*TASK BRIEF*
Reproduce every line of the data below word for word, but leave out the pictures.

*INPUT MATERIAL*
□ □ □ □ □ □ □

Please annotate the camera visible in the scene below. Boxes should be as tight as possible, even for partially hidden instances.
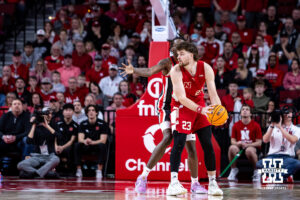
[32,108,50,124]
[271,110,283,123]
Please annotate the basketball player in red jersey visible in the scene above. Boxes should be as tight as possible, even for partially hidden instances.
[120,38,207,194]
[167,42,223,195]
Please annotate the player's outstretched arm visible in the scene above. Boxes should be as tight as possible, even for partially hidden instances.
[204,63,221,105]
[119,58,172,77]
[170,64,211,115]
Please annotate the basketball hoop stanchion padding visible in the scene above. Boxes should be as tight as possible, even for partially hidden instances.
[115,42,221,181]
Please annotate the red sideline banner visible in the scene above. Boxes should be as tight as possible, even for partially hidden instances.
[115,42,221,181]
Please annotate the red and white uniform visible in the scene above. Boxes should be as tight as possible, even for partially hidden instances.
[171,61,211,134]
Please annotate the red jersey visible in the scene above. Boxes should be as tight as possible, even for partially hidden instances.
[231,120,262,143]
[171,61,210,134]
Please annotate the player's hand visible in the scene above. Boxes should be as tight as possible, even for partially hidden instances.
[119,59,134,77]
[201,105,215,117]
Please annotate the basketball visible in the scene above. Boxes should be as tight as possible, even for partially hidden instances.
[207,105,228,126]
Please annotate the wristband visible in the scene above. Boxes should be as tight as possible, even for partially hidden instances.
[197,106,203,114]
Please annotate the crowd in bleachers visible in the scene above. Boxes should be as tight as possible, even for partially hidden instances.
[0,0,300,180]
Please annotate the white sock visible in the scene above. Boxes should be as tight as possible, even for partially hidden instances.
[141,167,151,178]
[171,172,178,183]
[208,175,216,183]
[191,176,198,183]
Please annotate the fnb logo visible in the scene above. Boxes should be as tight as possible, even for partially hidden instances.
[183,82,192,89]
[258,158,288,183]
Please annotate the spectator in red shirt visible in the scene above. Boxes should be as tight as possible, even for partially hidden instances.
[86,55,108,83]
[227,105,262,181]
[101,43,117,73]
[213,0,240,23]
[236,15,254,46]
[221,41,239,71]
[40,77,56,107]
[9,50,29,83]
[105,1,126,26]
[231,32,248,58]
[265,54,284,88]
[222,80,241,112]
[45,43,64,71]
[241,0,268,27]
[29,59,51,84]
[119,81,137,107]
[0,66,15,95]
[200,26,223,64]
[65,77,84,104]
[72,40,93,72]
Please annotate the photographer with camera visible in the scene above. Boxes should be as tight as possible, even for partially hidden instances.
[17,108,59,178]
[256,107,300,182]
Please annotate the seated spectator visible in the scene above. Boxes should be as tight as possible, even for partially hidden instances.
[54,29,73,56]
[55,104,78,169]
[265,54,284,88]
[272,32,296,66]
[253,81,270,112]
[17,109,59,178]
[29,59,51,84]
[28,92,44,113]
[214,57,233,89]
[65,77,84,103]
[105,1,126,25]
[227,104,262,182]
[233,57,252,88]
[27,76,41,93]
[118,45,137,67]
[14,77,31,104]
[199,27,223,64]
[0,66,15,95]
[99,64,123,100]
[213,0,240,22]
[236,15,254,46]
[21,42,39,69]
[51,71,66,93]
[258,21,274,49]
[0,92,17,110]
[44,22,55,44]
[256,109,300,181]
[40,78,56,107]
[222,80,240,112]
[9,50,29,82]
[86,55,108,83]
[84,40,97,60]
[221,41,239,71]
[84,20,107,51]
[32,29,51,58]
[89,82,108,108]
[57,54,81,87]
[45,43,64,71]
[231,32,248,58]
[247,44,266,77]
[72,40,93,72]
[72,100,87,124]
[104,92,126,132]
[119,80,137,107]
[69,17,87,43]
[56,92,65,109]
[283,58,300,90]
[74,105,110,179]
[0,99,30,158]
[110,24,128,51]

□ □ □ □ □ □ □

*EXERCISE RESPONSE*
Please annotate the camera visible in the scene below. Boxes should be as tight as possible, even for partially hidden instances.
[32,108,50,124]
[271,110,283,123]
Please annotate the basketball player in red jersey visible in the scene above. Boxes should be as tight as possible, even for partially hidden instances.
[120,38,207,194]
[167,42,223,195]
Please annotate the player's outstretched arm visible in the scene above. Boxes should be as tight as possible, even for partially hidden instances.
[204,63,221,105]
[119,58,172,77]
[170,64,211,115]
Please annotate the basketball hoop stanchion padding visible in the scene above. Boxes should be as tight as possible, even for partially hidden instances.
[115,42,221,181]
Please annotate the red sideline banner visible in the scene above. Boxes should be as tight as possible, even for partially hidden instances.
[115,42,221,181]
Please annotate the red and white uniform visible in the scene above. Boxes should be as tight as possible, even for partially hidden instances.
[171,61,211,134]
Please annotate the red jersey visible in the scene above. Boxes should be as tight as possible, even for partially hidden instances.
[231,120,262,143]
[171,61,210,134]
Please annotate the player's hand visible in the scene above. Boxes should be as tight as possible, even for partially hidden instances.
[119,59,134,77]
[201,105,215,117]
Please annotate the basketball visible in the scene above. Boxes should be as tight as possible, even for partially hidden instances.
[207,105,228,126]
Please annotate the wristband visible in the scene above. Boxes should be as tight as possible, even for partially hidden instances.
[197,106,203,114]
Please annotate the crowd in bleachers visible in the scene above. Boxes should be as tight as possible, even for partially hidden instances.
[0,0,300,180]
Please annotate the white sock visible in the scene above. Boxes should be as tight as possible, even for partially hidden instances.
[141,167,151,178]
[171,172,178,183]
[208,175,216,183]
[191,176,198,183]
Please annotate the fnb logo visible in the scene above. Boxes should be as tight as possible, even for partially hidden instances.
[183,82,192,89]
[258,158,288,183]
Please annotate the spectator in red shirt visible in the scene above. Boxes should be as tight as possible, even for partially hidden instances.
[86,55,108,83]
[227,105,262,181]
[101,43,117,73]
[213,0,240,23]
[236,15,254,46]
[221,41,239,71]
[40,77,56,107]
[9,50,29,83]
[105,1,126,26]
[231,32,248,58]
[265,54,284,88]
[222,80,241,112]
[45,43,64,71]
[241,0,268,27]
[29,59,51,84]
[119,81,137,107]
[0,66,15,95]
[200,26,223,64]
[65,77,84,104]
[72,40,93,72]
Please annotate the photographer with camera visible in the scene above. Boxes should be as tight as possible, even for partially hidden instances.
[17,108,59,178]
[256,107,300,182]
Please annotate the seated spectator visible in the scene above. Boxes should be as tight as possible, even for partially hidden instances.
[54,29,73,56]
[55,104,78,169]
[265,54,284,88]
[272,32,296,66]
[253,81,270,112]
[17,109,59,178]
[29,59,51,84]
[28,92,44,113]
[214,57,233,89]
[65,77,84,103]
[105,1,126,25]
[227,104,262,182]
[233,57,252,88]
[27,76,41,93]
[118,45,137,67]
[14,77,31,104]
[199,27,223,64]
[0,66,15,95]
[99,64,123,100]
[213,0,240,22]
[236,15,254,46]
[21,42,39,69]
[51,71,66,93]
[258,21,274,49]
[0,92,17,110]
[44,22,55,44]
[256,109,300,181]
[40,78,56,107]
[222,80,240,112]
[9,50,29,82]
[86,55,108,83]
[84,40,97,60]
[221,41,239,71]
[84,20,107,51]
[32,29,51,58]
[89,82,108,108]
[57,54,81,87]
[45,43,64,71]
[231,32,248,58]
[247,44,266,77]
[72,40,93,72]
[72,100,87,124]
[104,92,126,132]
[119,80,137,107]
[69,17,87,43]
[56,92,65,109]
[283,58,300,90]
[74,105,110,179]
[0,99,30,158]
[110,24,128,51]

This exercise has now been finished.